_TO DO:_
1) In the composting guide, condense the paragraph beginning "The first step is to decide where to position the compost bin" into a short bulleted list that keeps its main facts.
2) List every item that the composting guide classes as a "Brown."
3) Write the next section of the composting guide, picking up directly after its final line.

_DOCUMENT EXTRACT:_
((

Getting Started with Composting

Composting your kitchen and garden waste is a great way to reduce the amount of waste you dispose of in the trash.  By composting, you can generate a free source of nutrient-rich material to help improve your garden.

The Compost Pile or Bin 

The first step is to decide where to position the compost bin or pile, which can affect the overall quality of the compost that is produced.  For best results place it in a well-drained area which has good access to sunlight.  The drainage will enable excess water to drain out of the compost and placing the bin in a sunny spot helps to speed up the composting process.


You can either purchase a compost bin or you can make your own.  Compost bins can be bought from the majority of garden centers or on-line and they come in a variety of shapes and sizes. Or you can do what I do and simply have a compost pile at a secluded edge of your property.

 What should I put in my compost bin?


Successful composting needs the best ingredients. There are lots of everyday waste items from your garden and kitchen that can go into your compost bin.  These are broken down into “Greens” and “Browns”


Greens are the type of items that provide moisture and nitrogen and are quick to rot.  Items classed as Greens includes:

 Grass cuttings

Vegetable peelings

Green Leaves


Tea bags

Browns are waste items that take longer to rot but provide pockets of air, along with fiber and carbon.  This includes items such as:

Cardboard boxes

Newspapers (scrunched up)

Toilet roll tubes

Egg shells (crushed)

Shredded paper

Dry brown leaves


There are some organic materials that should not be added to the compost pile. Bad composting materials include: diseased plants, weeds with seed heads, invasive weeds, pet feces, dead animals, bread and grains, meat or fish parts, dairy products, grease, cooking oil, or oily foods.

How do I make a good quality compost?

))

_DATASET CONTENT:_
((

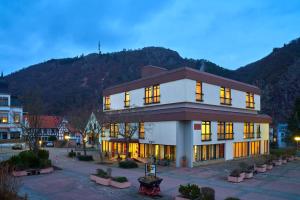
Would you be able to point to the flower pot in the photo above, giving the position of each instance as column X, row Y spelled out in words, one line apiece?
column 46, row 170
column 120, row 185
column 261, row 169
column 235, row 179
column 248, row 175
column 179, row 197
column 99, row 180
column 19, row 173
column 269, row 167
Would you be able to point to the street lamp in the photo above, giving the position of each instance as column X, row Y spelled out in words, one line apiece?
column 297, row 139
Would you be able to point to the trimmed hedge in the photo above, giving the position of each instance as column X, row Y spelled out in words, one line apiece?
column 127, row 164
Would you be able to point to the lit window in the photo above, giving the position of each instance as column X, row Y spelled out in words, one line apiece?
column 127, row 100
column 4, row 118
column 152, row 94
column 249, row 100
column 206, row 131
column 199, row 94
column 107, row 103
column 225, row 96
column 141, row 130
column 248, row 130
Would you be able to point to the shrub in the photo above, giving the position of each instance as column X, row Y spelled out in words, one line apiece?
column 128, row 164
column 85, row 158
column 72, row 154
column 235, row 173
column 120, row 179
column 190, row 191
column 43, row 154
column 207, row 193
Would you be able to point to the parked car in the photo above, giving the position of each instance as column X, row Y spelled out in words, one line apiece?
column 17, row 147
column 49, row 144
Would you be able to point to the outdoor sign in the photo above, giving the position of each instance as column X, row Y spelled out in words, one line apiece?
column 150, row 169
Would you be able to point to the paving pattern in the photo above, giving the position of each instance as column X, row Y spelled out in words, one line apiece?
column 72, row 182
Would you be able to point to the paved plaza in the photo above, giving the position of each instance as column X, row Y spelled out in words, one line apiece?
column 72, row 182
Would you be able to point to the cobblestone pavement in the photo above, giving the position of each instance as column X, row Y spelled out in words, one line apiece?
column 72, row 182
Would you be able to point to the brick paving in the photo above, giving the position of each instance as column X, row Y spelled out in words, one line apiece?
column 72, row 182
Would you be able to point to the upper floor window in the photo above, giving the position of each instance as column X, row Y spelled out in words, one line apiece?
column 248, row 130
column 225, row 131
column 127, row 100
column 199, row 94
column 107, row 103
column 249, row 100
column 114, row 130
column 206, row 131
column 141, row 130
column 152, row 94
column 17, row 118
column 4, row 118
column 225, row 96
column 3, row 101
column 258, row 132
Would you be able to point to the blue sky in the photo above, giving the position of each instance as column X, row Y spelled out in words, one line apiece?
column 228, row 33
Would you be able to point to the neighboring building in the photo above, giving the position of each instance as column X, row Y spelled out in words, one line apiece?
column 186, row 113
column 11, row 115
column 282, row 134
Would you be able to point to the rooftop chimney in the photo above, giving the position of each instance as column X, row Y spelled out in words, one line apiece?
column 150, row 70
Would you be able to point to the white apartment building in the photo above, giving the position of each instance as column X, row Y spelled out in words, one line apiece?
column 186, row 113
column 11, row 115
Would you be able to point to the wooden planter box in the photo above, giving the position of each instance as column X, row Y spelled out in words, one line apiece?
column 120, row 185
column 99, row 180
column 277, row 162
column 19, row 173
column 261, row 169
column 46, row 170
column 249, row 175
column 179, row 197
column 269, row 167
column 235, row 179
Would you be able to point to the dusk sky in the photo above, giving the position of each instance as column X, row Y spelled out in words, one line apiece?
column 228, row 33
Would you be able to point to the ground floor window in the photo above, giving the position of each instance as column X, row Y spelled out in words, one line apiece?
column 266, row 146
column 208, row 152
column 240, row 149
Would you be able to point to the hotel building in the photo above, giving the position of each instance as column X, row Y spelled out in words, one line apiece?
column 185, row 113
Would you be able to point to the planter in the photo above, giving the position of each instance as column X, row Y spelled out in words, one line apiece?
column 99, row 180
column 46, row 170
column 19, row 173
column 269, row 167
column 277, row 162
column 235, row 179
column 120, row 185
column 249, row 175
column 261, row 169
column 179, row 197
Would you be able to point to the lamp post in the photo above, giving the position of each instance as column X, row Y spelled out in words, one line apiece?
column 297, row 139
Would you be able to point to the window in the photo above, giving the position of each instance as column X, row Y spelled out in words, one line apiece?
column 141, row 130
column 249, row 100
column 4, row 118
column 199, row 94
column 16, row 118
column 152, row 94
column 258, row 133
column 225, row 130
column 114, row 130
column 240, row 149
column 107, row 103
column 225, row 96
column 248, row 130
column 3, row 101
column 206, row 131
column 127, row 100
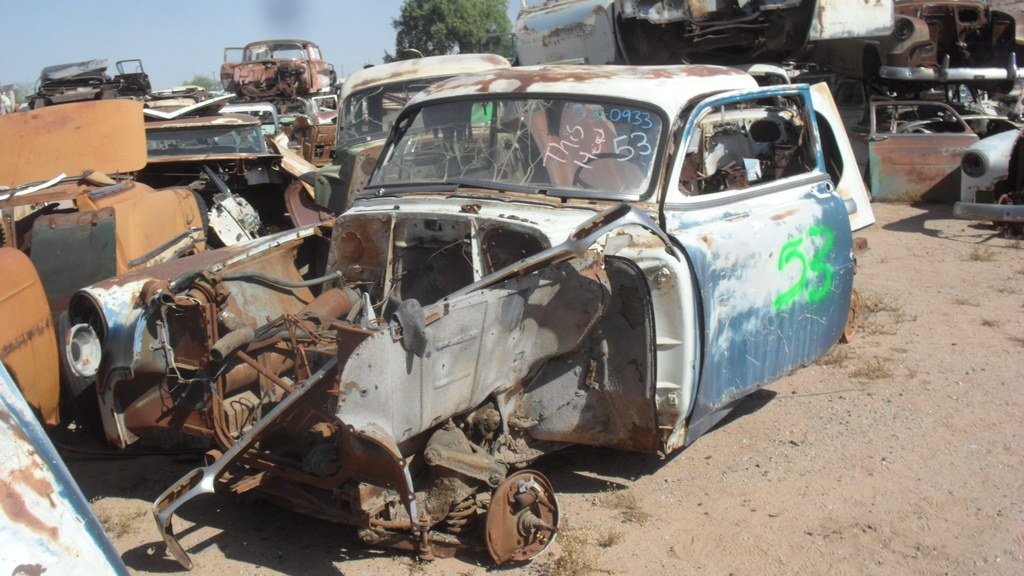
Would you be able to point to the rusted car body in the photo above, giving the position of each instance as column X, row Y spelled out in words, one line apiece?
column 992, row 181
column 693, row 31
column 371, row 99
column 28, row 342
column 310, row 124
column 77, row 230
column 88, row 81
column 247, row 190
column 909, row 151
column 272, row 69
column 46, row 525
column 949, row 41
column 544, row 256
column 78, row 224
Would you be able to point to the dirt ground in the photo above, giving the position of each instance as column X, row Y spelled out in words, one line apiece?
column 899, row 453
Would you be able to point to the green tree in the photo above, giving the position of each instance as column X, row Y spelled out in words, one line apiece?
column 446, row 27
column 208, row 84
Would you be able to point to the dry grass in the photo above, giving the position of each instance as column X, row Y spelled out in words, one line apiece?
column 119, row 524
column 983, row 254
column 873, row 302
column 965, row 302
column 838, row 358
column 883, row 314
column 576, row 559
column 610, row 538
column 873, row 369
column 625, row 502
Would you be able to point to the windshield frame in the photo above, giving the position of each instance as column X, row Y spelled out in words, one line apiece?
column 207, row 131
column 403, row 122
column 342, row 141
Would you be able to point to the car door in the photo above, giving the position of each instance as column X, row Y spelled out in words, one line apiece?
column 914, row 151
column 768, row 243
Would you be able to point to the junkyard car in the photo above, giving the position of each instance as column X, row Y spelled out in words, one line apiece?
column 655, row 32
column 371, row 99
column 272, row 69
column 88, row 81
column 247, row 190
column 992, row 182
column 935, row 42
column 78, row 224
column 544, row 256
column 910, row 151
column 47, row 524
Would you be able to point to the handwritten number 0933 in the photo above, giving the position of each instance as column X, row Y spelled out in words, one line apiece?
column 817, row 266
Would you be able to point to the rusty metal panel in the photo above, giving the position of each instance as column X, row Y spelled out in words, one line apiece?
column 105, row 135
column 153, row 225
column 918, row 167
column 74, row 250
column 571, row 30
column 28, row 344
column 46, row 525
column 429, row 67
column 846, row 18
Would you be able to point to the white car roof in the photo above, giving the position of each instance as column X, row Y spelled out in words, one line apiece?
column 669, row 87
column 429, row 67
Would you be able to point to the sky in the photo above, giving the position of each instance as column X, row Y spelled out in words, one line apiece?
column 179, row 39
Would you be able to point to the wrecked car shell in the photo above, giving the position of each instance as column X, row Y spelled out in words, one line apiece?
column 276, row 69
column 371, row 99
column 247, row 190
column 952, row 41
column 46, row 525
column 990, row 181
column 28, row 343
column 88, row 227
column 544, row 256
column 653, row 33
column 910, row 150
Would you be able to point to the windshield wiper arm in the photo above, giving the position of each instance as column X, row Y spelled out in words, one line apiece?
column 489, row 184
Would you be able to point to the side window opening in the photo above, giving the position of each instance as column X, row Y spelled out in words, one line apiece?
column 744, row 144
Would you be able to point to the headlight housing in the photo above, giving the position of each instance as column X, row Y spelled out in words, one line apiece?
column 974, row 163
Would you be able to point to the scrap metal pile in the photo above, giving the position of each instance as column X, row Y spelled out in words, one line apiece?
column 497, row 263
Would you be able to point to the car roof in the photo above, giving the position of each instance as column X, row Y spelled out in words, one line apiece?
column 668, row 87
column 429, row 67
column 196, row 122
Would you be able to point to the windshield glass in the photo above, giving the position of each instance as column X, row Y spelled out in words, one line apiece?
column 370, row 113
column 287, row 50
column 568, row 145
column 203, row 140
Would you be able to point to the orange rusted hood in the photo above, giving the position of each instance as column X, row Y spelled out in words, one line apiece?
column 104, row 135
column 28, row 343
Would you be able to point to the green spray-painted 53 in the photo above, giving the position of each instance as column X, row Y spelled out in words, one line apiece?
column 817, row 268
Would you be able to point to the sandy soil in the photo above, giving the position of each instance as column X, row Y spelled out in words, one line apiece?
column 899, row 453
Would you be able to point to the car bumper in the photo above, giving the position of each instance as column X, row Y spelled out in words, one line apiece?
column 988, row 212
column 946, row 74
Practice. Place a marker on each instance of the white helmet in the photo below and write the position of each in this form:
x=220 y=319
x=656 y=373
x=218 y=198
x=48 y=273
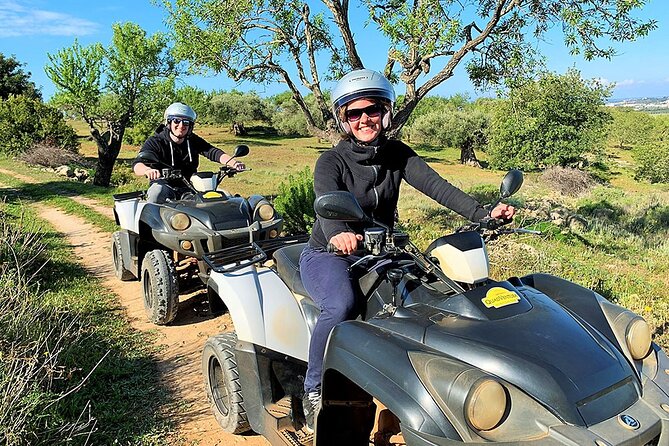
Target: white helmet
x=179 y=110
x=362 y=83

))
((

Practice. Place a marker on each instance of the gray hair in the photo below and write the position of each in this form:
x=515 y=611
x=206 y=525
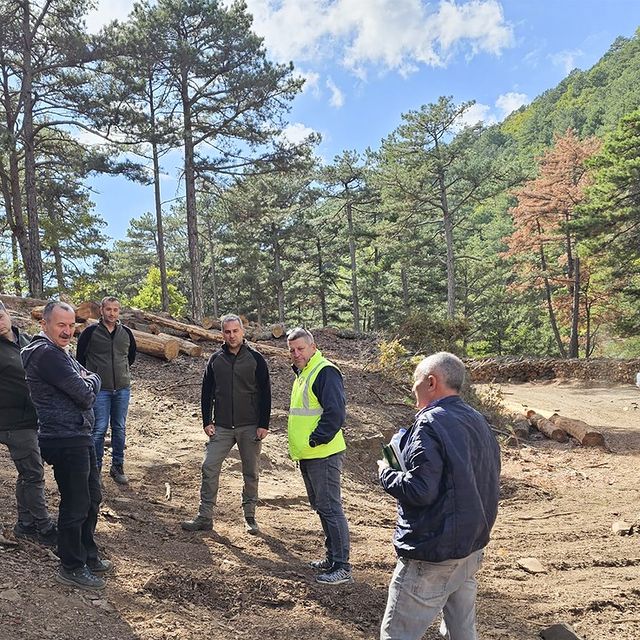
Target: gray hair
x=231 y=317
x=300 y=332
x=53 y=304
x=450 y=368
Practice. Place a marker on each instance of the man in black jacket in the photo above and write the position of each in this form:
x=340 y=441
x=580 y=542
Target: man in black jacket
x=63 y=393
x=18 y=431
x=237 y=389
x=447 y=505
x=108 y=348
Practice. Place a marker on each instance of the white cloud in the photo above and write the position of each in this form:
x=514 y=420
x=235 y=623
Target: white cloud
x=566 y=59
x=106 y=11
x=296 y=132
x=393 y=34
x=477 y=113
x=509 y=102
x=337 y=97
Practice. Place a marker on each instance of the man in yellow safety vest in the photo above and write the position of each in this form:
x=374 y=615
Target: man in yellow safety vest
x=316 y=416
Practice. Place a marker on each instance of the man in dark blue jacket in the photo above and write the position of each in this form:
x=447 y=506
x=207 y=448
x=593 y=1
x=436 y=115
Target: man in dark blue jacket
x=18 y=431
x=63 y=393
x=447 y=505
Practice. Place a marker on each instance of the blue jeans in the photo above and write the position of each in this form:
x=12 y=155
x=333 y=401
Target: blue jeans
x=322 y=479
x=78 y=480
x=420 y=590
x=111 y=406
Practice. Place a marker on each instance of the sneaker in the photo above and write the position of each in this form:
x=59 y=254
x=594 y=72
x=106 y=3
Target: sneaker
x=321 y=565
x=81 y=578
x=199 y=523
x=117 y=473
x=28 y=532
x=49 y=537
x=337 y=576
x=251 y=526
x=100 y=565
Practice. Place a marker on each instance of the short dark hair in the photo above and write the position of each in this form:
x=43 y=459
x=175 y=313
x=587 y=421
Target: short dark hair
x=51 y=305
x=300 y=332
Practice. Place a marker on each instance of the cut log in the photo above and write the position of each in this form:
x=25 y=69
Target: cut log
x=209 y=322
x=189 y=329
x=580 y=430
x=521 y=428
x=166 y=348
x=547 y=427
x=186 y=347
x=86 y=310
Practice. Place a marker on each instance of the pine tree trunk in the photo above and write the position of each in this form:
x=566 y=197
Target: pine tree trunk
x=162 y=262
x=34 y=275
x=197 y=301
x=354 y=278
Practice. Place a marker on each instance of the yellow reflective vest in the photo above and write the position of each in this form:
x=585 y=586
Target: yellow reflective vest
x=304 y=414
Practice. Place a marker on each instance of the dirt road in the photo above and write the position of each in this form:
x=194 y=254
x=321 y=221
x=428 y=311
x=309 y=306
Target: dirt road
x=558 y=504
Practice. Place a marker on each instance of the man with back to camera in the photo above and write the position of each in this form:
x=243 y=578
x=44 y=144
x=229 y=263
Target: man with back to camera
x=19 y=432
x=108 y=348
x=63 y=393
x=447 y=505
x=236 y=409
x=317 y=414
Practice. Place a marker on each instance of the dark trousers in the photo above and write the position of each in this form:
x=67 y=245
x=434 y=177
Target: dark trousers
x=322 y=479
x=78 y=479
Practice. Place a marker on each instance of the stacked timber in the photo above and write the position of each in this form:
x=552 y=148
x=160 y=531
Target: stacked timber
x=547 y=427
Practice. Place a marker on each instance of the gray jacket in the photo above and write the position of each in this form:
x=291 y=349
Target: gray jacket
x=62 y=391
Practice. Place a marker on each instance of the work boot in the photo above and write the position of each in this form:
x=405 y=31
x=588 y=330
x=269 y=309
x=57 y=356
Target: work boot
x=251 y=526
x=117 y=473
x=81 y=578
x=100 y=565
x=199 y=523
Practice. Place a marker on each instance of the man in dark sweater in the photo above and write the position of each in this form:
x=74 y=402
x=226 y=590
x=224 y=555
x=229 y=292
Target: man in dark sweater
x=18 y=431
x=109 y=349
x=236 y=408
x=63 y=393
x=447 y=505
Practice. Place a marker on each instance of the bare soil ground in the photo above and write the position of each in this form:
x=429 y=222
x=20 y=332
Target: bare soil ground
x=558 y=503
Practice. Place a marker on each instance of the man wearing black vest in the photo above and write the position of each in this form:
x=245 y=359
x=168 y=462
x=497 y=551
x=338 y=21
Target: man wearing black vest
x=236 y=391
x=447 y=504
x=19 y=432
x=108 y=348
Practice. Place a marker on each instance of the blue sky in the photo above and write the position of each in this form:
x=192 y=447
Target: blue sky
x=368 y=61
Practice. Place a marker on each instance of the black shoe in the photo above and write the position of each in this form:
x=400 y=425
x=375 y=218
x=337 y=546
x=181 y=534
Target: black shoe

))

_TASK-BY-TASK RESULTS:_
1)
- Choose the site for the compost bin or pile first, since location affects compost quality.
- Pick a well-drained spot so excess water can drain out.
- Pick a sunny spot to speed up composting.

2)
- Cardboard boxes
- Newspapers (scrunched up)
- Toilet roll tubes
- Egg shells (crushed)
- Shredded paper
- Dry brown leaves

3)
To make a good quality compost it is important to use a good mix of both 'green' and 'brown' wastes.  Microorganisms are tiny forms of plant and animal life, which break down organic material. A small amount of garden soil or manure supplies adequate microorganisms. The air, nitrogen, and water offer an encouraging environment for the microorganisms to produce your compost. Air is the one ingredient which you can’t have too much of. Too much nitrogen can kill microbes; too much water causes insufficient air in the pile.

If microorganisms have more surface area to feed off of, the materials will decompose faster. Chopping your organic materials with a machete, or using a shredder or lawnmower to shred materials will help them break down faster.

The compost pile is your oven. Compost piles catch heat created by the activity of millions of microorganisms. The minimum size for hot, fast composting is a 3-foot by 3-foot by 3-foot. But piles wider or taller than 5 feet don't permit enough air to reach the microorganisms at the center.

Your compost pile’s microorganisms work their hardest when the materials have about the moistness of a wrung-out sponge and as many air passages. The air in the pile is usually consumed faster than the moisture, so the pile should be turned or mixed up now and then to add more air; this maintains high temperatures and controls odor. Use a pitchfork, rake, or other garden tool can to turn materials with.

It is simply a case of monitoring the compost and adding more waste depending on the look of the compost.  For example, if it looks too dry add more green waste, and if it looks too wet add more brown waste.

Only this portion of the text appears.